____ Document text

SUPREME COURT OF INDIA
Nagar Mahapalika (Now Municipal Corporation )
Vs
State of Uttar Pradesh and Others
Appeal (Civil) 2411 of 2006 (@ S.L.P. (Civil) No. 23732 of 2004)
(S. B. Sinha and P. K. Balasubramanyan, JJ)
02.05.2006
S. B. SINHA, J.
Leave granted.
The Appellant herein is a Municipal Corporation. It was constituted under the
U.P. Nagar Mahapalika Adhiniyam, 1959 (for short, "the Adhiniyam").
For the purpose of recruitment of employees, the procedures laid down in the
Adhiniyam under which it was constituted and the rules framed thereunder were
required to be complied with by the Appellant. The appointments of the
Respondents indisputably were not made in terms of the statute. They were
appointed as apprentices by the Administrator of the Municipality by an order
dated 11.12.1985.
The Government of Uttar Pradesh created 39 posts for Quinquennial Assessment of
tax upto 31st March, 1986 or till the time the same were abolished in the
scales of pay enumerated therein which was communicated to the Administration
by a letter dated 19.12.1985 subject to the following conditions:
"3. Only ad-hoc appointments are to be made on the aforesaid posts and
if there is no work, or if there is no requirement even before the sanctioned
period.
4. After 31st March, 1986, all the above posts shall be abolished compulsorily
and the appointments should not be extended beyond that period on any
condition."
The following facts are not in dispute. The Respondents were appointed on an
adhoc basis purported to be as apprentices on payment of apprentice allowance
at the rate of Rs. 230/- per month by an order dated 20th October, 1984. Order
of sanction for creation of some temporary posts was issued by the State of
Uttar Pradesh which was the competent authority therefore, only on 19.12.1985.
The Respondents, however, were appointed as apprentices in the Assessment
Department by orders of the Administrator dated 5.11.1985 and 6.12.1985
wherefor an office order was issued on 11.12.1985.

________

*Written exercise 1*
Copy the judgment text word for word, everything from "Leave granted." down to "dated 11.12.1985.".

____ Listing

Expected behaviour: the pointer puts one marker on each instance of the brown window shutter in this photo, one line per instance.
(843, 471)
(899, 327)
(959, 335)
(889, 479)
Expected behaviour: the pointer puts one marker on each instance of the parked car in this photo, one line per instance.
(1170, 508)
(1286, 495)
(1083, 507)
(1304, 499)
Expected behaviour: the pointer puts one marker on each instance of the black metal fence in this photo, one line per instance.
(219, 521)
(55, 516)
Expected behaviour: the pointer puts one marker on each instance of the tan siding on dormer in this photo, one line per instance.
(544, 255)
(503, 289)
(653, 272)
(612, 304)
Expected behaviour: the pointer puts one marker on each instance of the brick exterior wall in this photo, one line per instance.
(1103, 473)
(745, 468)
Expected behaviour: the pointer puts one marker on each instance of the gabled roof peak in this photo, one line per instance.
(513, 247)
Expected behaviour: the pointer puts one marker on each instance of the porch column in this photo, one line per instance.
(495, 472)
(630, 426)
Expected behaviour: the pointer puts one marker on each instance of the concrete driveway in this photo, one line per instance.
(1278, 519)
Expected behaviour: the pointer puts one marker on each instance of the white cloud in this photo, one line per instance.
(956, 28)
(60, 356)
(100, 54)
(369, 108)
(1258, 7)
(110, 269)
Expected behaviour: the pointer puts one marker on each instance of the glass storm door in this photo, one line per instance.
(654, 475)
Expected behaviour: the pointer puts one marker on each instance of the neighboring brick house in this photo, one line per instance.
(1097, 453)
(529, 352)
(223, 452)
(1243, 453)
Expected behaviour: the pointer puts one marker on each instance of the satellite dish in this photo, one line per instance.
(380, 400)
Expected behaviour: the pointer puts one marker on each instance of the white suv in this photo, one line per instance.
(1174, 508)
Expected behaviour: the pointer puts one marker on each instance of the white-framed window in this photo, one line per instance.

________

*Written exercise 2*
Reproduce everything in the entries from the line containing "fence in this photo, one line per instance." down to the last line of the entries, keeping the lines without coordinates unchanged. Add 128 to every number in the point coordinates.

*Correct answer 1*
Leave granted.
The Appellant herein is a Municipal Corporation. It was constituted under the
U.P. Nagar Mahapalika Adhiniyam, 1959 (for short, "the Adhiniyam").
For the purpose of recruitment of employees, the procedures laid down in the
Adhiniyam under which it was constituted and the rules framed thereunder were
required to be complied with by the Appellant. The appointments of the
Respondents indisputably were not made in terms of the statute. They were
appointed as apprentices by the Administrator of the Municipality by an order
dated 11.12.1985.

*Correct answer 2*
Expected behaviour: the pointer puts one marker on each instance of the black metal fence in this photo, one line per instance.
(347, 649)
(183, 644)
Expected behaviour: the pointer puts one marker on each instance of the tan siding on dormer in this photo, one line per instance.
(672, 383)
(631, 417)
(781, 400)
(740, 432)
Expected behaviour: the pointer puts one marker on each instance of the brick exterior wall in this photo, one line per instance.
(1231, 601)
(873, 596)
Expected behaviour: the pointer puts one marker on each instance of the gabled roof peak in this photo, one line per instance.
(641, 375)
Expected behaviour: the pointer puts one marker on each instance of the porch column in this photo, one line per instance.
(623, 600)
(758, 554)
Expected behaviour: the pointer puts one marker on each instance of the concrete driveway in this photo, one line per instance.
(1406, 647)
Expected behaviour: the pointer puts one marker on each instance of the white cloud in this photo, one line per instance.
(1084, 156)
(188, 484)
(228, 182)
(497, 236)
(1386, 135)
(238, 397)
Expected behaviour: the pointer puts one marker on each instance of the glass storm door in this photo, one line per instance.
(782, 603)
Expected behaviour: the pointer puts one marker on each instance of the neighboring brick house in this photo, one line per instance.
(1225, 581)
(657, 480)
(351, 580)
(1371, 581)
Expected behaviour: the pointer puts one marker on each instance of the satellite dish in this photo, one line per instance.
(508, 528)
Expected behaviour: the pointer puts one marker on each instance of the white suv in this photo, one line per instance.
(1302, 636)
Expected behaviour: the pointer puts one marker on each instance of the white-framed window in this photo, one line per instance.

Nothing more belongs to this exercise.